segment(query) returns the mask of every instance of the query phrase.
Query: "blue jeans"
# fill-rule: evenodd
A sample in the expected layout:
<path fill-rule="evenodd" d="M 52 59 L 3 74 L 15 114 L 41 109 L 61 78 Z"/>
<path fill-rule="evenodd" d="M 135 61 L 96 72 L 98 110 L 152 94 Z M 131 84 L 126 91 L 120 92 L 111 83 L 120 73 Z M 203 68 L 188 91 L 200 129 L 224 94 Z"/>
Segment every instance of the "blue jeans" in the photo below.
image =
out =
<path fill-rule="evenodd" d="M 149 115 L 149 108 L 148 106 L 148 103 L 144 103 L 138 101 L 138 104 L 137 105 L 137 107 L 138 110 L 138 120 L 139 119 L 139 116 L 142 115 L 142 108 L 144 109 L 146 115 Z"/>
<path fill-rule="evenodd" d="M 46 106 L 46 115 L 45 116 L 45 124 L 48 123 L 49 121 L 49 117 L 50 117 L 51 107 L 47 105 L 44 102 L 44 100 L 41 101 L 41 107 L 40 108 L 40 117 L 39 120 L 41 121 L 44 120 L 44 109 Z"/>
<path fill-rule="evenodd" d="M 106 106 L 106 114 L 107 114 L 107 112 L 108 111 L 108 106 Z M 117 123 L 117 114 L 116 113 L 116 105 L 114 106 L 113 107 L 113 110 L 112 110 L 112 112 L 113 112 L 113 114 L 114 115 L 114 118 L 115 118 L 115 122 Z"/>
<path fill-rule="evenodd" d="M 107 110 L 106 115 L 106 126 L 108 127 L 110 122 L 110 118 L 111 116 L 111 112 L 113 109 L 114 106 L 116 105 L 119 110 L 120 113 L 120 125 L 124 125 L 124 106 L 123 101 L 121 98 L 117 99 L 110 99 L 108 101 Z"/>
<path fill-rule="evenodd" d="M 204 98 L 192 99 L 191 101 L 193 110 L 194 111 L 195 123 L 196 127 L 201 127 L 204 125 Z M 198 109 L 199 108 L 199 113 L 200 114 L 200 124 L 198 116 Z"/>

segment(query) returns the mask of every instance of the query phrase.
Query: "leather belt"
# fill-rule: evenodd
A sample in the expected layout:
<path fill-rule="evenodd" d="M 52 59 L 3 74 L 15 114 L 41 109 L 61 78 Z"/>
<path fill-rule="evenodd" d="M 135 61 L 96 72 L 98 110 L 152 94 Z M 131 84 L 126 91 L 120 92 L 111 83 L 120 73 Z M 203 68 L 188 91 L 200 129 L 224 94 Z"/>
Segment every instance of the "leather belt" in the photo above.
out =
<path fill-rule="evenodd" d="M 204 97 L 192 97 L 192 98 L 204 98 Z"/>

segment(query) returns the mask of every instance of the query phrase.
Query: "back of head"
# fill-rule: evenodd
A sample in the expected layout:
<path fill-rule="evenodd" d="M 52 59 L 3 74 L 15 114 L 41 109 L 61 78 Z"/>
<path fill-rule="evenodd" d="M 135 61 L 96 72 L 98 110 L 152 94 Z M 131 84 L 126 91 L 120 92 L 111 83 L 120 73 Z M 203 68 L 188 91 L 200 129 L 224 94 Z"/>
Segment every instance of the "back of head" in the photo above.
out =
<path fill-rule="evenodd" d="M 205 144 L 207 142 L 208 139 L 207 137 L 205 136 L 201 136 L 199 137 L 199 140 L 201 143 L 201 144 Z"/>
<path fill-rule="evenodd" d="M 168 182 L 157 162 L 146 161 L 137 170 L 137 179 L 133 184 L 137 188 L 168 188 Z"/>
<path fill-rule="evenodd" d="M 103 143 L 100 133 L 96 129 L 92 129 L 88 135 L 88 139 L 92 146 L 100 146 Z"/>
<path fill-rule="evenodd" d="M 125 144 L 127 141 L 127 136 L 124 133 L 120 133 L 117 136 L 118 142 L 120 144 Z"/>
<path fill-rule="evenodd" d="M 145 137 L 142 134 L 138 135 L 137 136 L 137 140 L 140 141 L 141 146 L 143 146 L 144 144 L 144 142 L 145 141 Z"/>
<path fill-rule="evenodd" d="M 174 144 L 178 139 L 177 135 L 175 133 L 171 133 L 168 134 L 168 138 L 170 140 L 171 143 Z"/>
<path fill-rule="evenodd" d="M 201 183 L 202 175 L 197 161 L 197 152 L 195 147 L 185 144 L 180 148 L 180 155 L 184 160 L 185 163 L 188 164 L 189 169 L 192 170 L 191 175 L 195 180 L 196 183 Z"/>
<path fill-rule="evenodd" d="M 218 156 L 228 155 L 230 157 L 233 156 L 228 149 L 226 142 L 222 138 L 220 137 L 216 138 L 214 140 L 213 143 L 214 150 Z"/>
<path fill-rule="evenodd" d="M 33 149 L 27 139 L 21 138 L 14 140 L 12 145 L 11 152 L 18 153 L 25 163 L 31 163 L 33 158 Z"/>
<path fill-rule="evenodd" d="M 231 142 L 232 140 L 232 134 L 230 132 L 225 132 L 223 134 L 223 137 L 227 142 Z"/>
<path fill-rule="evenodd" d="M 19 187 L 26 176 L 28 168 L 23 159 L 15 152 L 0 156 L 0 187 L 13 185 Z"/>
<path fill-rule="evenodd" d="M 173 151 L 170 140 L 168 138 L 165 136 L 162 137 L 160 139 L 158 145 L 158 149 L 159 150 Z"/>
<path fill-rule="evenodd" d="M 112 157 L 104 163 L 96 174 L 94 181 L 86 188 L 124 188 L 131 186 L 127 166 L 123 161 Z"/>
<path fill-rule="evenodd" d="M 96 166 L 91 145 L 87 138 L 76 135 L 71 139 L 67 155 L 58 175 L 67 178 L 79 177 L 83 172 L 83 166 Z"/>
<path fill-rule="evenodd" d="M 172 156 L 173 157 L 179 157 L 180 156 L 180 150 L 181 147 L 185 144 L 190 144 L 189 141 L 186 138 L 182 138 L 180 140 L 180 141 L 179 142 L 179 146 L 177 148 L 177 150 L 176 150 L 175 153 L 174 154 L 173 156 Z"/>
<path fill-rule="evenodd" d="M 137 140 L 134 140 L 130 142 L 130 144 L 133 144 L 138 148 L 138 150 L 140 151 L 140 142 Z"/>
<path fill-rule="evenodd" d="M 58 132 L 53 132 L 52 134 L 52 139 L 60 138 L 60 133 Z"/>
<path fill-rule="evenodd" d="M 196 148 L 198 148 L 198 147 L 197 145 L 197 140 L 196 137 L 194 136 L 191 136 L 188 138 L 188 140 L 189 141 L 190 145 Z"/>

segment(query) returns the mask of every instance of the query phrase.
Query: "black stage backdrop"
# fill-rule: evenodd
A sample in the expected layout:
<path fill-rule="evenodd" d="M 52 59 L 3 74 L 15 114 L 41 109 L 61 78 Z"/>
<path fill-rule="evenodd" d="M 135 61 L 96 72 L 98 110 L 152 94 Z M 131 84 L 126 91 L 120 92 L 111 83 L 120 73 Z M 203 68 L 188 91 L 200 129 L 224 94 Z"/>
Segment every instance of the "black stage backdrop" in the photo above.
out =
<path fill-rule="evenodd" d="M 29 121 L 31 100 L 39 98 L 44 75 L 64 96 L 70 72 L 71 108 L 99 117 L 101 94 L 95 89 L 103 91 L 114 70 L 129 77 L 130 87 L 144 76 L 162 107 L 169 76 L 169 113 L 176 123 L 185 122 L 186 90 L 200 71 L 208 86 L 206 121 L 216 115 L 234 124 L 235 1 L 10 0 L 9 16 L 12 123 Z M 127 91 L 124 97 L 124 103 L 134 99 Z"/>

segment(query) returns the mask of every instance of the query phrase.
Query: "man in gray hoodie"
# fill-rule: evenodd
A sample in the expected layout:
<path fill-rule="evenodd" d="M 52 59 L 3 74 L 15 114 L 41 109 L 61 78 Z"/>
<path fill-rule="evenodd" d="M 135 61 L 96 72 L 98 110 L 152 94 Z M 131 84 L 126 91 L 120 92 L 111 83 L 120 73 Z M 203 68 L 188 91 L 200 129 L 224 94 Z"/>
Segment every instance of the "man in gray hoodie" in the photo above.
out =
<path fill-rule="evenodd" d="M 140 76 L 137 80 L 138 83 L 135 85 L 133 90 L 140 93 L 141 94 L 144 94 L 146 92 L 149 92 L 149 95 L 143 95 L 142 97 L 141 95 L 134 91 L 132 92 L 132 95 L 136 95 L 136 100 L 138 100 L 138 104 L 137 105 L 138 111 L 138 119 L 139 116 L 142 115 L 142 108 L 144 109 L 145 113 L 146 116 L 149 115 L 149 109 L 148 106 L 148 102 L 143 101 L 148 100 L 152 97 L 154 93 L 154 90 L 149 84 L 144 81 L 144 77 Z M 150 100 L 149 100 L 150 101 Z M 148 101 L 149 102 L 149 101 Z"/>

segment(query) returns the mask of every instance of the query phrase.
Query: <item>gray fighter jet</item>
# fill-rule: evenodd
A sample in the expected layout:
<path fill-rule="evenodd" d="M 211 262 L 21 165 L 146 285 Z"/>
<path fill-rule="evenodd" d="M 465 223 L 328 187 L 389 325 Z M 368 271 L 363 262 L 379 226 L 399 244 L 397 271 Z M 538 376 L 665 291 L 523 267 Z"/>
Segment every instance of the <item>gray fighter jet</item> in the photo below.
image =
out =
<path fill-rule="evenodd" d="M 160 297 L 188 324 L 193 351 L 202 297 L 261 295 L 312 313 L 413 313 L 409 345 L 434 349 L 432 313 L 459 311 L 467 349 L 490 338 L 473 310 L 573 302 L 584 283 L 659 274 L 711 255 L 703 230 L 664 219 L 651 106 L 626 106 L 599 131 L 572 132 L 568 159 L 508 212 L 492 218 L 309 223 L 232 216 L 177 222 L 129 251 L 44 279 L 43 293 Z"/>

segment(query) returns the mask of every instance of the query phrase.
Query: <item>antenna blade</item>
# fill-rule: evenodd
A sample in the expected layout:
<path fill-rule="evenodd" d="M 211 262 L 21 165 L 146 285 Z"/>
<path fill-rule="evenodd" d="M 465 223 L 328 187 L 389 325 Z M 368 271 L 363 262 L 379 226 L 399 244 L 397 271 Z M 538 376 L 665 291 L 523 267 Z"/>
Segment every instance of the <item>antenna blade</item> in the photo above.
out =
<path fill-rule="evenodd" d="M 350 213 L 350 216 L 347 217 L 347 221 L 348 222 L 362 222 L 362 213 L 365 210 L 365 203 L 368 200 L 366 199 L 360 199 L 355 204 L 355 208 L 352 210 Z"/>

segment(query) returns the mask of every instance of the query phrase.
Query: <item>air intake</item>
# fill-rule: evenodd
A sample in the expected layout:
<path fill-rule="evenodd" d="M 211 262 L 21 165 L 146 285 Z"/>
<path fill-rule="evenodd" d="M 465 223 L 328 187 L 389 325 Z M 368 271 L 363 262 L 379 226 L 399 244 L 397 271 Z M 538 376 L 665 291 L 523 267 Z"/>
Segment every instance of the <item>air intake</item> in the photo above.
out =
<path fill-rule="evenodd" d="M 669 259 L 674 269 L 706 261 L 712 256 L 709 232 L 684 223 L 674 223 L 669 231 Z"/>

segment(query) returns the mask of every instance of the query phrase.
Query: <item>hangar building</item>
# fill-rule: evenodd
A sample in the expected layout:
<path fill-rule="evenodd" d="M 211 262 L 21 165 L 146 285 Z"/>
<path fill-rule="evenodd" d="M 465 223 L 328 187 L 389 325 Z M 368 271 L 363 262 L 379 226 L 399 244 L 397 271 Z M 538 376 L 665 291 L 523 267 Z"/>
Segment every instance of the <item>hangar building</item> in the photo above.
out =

******

*WHAT NEEDS TO BE DONE*. Please count the lines in the listing above that contain the string "hoodie" (case counts), and reply with only that number.

*EXPECTED ANSWER*. 2